WRITTEN PROBLEM
Return every record verbatim.

+++++

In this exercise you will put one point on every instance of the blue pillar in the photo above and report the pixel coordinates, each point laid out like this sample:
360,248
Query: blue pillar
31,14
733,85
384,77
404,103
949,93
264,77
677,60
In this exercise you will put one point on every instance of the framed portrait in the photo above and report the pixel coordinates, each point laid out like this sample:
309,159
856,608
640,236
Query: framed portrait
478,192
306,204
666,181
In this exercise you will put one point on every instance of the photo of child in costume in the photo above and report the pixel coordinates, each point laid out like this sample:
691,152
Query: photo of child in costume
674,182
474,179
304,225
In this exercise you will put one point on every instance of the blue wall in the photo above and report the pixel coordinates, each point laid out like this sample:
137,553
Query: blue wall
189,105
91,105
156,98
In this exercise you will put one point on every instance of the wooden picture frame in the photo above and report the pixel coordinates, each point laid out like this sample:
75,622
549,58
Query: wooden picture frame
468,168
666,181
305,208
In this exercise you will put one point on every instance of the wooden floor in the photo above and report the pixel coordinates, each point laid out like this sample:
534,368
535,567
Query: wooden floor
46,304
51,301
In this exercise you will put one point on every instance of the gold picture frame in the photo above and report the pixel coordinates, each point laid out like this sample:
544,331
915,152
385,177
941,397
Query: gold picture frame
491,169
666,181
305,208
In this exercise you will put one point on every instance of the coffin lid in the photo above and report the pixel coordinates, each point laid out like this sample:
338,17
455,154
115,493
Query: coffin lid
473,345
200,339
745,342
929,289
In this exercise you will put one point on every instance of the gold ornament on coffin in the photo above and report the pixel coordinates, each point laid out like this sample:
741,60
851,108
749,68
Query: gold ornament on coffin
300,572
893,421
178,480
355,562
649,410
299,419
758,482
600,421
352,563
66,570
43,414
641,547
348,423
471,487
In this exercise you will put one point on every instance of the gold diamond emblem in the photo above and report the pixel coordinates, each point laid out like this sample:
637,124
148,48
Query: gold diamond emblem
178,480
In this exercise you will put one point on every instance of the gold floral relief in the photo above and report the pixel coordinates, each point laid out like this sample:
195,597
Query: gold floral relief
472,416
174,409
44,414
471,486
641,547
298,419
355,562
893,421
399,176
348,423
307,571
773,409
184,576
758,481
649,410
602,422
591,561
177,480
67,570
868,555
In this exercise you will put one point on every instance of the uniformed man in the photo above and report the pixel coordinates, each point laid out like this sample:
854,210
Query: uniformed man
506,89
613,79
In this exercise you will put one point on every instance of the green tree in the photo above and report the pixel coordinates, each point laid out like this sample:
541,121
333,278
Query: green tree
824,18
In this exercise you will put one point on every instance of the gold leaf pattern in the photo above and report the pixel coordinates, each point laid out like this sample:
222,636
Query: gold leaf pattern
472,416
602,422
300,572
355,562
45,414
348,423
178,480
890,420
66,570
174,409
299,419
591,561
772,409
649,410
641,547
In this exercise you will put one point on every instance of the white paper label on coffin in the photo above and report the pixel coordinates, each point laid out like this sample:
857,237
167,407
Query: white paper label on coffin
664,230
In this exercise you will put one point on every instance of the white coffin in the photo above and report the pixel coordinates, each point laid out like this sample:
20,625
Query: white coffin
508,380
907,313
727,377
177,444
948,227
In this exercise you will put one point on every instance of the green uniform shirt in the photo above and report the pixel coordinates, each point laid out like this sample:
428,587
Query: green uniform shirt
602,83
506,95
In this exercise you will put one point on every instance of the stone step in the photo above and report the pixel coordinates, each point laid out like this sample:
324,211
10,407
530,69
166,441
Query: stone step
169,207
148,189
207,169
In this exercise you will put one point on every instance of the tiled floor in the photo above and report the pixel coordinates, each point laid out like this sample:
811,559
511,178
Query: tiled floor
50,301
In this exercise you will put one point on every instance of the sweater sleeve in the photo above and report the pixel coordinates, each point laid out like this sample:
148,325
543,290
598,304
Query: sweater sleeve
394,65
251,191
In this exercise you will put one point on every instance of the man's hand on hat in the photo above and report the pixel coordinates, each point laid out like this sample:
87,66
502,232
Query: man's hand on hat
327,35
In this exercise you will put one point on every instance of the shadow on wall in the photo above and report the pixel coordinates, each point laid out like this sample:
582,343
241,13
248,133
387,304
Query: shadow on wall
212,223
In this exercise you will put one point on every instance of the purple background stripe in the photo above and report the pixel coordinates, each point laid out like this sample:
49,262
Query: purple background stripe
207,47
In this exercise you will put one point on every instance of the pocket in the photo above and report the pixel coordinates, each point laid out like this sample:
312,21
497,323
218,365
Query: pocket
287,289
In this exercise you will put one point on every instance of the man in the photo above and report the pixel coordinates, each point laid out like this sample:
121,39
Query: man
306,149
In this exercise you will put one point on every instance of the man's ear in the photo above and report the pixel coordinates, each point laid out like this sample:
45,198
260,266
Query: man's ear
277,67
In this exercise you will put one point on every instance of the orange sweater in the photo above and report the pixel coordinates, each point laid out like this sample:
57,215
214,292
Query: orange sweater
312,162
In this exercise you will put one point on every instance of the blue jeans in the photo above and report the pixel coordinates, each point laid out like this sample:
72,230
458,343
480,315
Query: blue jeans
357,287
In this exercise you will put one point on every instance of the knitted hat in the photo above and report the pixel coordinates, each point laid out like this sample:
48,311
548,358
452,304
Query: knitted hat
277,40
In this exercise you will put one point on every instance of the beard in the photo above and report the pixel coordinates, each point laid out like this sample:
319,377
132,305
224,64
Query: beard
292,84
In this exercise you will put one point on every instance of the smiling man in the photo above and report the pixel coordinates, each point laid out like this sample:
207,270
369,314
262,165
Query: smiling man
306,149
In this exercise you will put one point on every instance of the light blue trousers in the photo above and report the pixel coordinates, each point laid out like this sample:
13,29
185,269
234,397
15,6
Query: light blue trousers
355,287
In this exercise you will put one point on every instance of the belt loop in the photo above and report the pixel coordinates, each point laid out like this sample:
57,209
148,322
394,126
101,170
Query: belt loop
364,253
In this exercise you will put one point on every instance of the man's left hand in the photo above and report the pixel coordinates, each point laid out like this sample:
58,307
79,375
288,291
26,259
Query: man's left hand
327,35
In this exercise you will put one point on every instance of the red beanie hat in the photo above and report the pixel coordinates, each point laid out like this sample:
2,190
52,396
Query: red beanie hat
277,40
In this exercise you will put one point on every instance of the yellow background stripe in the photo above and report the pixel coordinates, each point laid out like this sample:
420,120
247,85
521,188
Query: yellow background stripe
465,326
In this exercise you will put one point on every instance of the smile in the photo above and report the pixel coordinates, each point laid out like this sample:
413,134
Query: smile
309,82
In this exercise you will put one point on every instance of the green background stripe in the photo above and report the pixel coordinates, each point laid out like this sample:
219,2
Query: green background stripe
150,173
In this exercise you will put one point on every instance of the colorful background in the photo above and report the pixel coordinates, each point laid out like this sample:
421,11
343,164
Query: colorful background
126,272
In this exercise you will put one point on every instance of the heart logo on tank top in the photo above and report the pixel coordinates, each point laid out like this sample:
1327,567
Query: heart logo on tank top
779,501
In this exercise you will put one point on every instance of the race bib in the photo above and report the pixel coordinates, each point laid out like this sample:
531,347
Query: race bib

+++++

THE ANSWER
In this exercise you will put one point on every instance of the blue pillar in the photo above and report the pixel coordinates, each point laid out like this sample:
360,248
Query: blue pillar
31,14
733,85
384,77
404,103
949,93
264,77
677,60
In this exercise you will put one point on every instance of the framed portrait in the photo above and report the pixel coordinates, each point laid out like this sample:
309,159
856,608
640,236
Query: framed portrait
478,192
306,204
666,181
In this exercise you will put one point on every instance of the photo of child in costume in the photo above and report the pixel coordinates, each point laid out like this sample:
691,152
Query: photo of child in costume
674,182
474,179
304,225
In this exercise you will put one point on every instance of the blue wall in the photo above and report the pixel coordinates, each point laid out like this sample:
137,553
Query: blue wall
189,105
91,105
156,98
In this exercise you will put one point on every instance of the wooden picture frame in the photo above and report the pixel coordinates, each point laid out like this sample:
75,622
549,58
Query: wooden picture frame
468,168
666,181
305,208
In this exercise you will put one point on every instance of the wooden floor in the photo above and report the pixel coordinates, each point laid out like this sample:
534,368
535,567
Query: wooden floor
46,304
51,301
In this exercise you will put one point on every instance of the gold picture frame in the photo above and report the pixel coordinates, each point laid out like this sample:
544,331
915,152
385,177
941,397
Query: gold picture frame
491,169
666,181
305,208
In this exercise you will put one point on every instance of the coffin lid in the photo above and report the pixel coordinates, each point laid out like this sample:
338,17
455,154
115,493
Query: coffin lid
473,345
200,339
745,342
929,289
In this exercise you will put one point on every instance of the gold ornament on coffin in the photo above and report the pixel coordinates, each point laid out like this sample:
741,60
851,108
749,68
Query: gold ornament on coffin
300,572
893,421
178,480
355,562
649,410
299,419
758,482
600,421
352,563
66,570
43,414
641,547
348,423
471,487
In this exercise you will put one point on every instance of the gold diamond emblem in the photo above and report the pixel coordinates, each point laid out like this sample:
637,124
148,48
Query: gold diamond emblem
178,480
In this exercise you will put one point on every instance of the gold floral relief in the photo above and report the pixel coordinates, each point laid out like this sample:
195,597
Query: gold floral relief
472,416
174,409
44,414
471,486
641,547
298,419
355,562
893,421
399,176
348,423
307,571
773,409
184,576
758,481
649,410
602,422
591,561
177,480
67,570
868,555
In this exercise you will put one point on every instance of the uniformed man in the photo above and report the pixel coordinates, each point laid out like this sample:
854,210
Query: uniformed man
506,89
613,79
In this exercise you will put one point on every instance of the green tree in the photo above and report the pixel coordinates, each point laid out like this sample:
541,121
333,278
Query: green tree
824,18
In this exercise you will put one point on every instance of the gold leaf pattern in the photo above and report the pixel coordinates, each point laid out like this sample:
222,636
Query: gold leaf pattern
472,416
602,422
300,572
355,562
45,414
348,423
178,480
890,420
66,570
174,409
299,419
591,561
772,409
649,410
641,547
In this exercise you will put one point on every instance of the white paper label on coffin in the photo above and report the pixel coordinates, each point laid out like this sample:
857,237
167,407
Query: white paper label on coffin
664,230
In this exercise you will put one point on every instance of the white coffin in the photo above and report the pixel coordinates, each point laid out like this sample:
20,625
Query: white coffin
508,380
907,313
727,377
177,444
948,227
In this exercise you will put one point on every instance of the green uniform shirt in the photo above and report the pixel coordinates, each point laid out like this sample:
428,587
Query: green uniform shirt
602,83
506,95
In this exercise you will put one point on every instance of the stone step in the photo above and report the pixel coordinates, each point laid out like this sample:
324,211
10,407
530,69
166,441
Query: stone step
169,207
148,189
207,169
In this exercise you will put one point on every instance of the tiled floor in the photo above and report the pixel coordinates, each point laid out like this sample:
811,559
511,178
Query: tiled floor
50,301
In this exercise you will put one point on every instance of the sweater sleeve in the photo above and report the pixel coordinates, each point laid out like this sample:
148,325
543,290
598,304
Query: sweater sleeve
394,65
251,191
In this exercise you will put one point on every instance of the man's hand on hat in the photo above and report the pixel coordinates, each point laid out like this sample:
87,66
502,232
Query: man's hand on hat
327,35
In this exercise you will put one point on every instance of the shadow on wall in the photo above and report the pixel coordinates, each point laid out like this sample:
582,343
241,13
248,133
387,304
Query: shadow on wall
212,223
In this exercise you will put one point on every instance of the purple background stripe in the photo above and report the pixel coordinates, each point laid out like this sample:
49,262
Query: purple background stripe
207,47
In this exercise you will put one point on every instance of the pocket in the photo above and report the pixel coordinates, each point laid out like this sample:
312,21
497,323
218,365
Query: pocket
287,289
In this exercise you will put one point on every instance of the man in the photo above and report the pixel coordinates, each point laid out like this sample:
121,39
Query: man
306,149
In this exercise you will put one point on every instance of the man's ear in the photo above and report the pixel coordinates, each point laid out like this sample:
45,198
260,266
Query: man's ear
277,67
In this exercise you will put one point on every instance of the orange sweater in the photo above and report the pixel coordinates, each point laid out like this sample:
57,215
214,292
Query: orange sweater
312,162
In this exercise you will put one point on every instance of the blue jeans in the photo above and report the pixel coordinates, each point laid out like this sample:
72,230
458,343
480,315
Query: blue jeans
357,287
In this exercise you will put one point on every instance of the knitted hat in the photo above and report the pixel coordinates, each point laid out like this sample:
48,311
548,358
452,304
Query: knitted hat
277,40
In this exercise you will put one point on every instance of the beard in the photo above and report the pixel coordinates, each point laid out like this sample:
319,377
132,305
224,64
Query: beard
292,84
In this exercise you will put one point on every instance of the smiling man in the photo above and report the pixel coordinates, each point laid out like this sample:
207,270
369,314
262,165
Query: smiling man
306,149
In this exercise you will put one point on every instance of the light blue trousers in the photo above and report the pixel coordinates, each point laid out like this sample:
13,29
185,269
234,397
15,6
Query: light blue trousers
355,287
In this exercise you will put one point on every instance of the belt loop in the photo above and report the pixel coordinates, each point laid out like this sample:
57,209
148,322
394,126
101,170
Query: belt loop
364,253
In this exercise you will put one point on every instance of the man's left hand in the photo above and report the pixel coordinates, each point laid out like this sample:
58,307
79,375
288,291
26,259
Query: man's left hand
327,35
In this exercise you will put one point on every instance of the red beanie hat in the photo above and report the pixel coordinates, each point laid out like this sample:
2,190
52,396
Query: red beanie hat
277,40
In this exercise you will put one point on every instance of the yellow background stripe in the photo above and report the pixel coordinates, each point laid out like this sample:
420,120
247,85
521,188
Query: yellow background stripe
465,326
In this exercise you will put one point on every instance of the smile in the photo above and report the pixel coordinates, each point laid out like this sample:
413,134
Query: smile
309,82
In this exercise you will put one point on every instance of the green background stripe in the photo above and report the pixel coordinates, each point laid out like this sample:
219,2
Query: green background stripe
150,173
In this exercise you will put one point on every instance of the colorful background in the photo above and report the pixel coordinates, each point laid out like this sample:
421,11
343,164
Query: colorful background
126,272
In this exercise you will put one point on every instance of the heart logo on tank top in the photo above and report the pixel coordinates, each point laid out like this sample:
1327,567
Query: heart logo on tank top
779,501
In this exercise you will put one point on every instance of the race bib in the photo above and report the pixel coordinates, each point laid out like this sample:
531,347
Query: race bib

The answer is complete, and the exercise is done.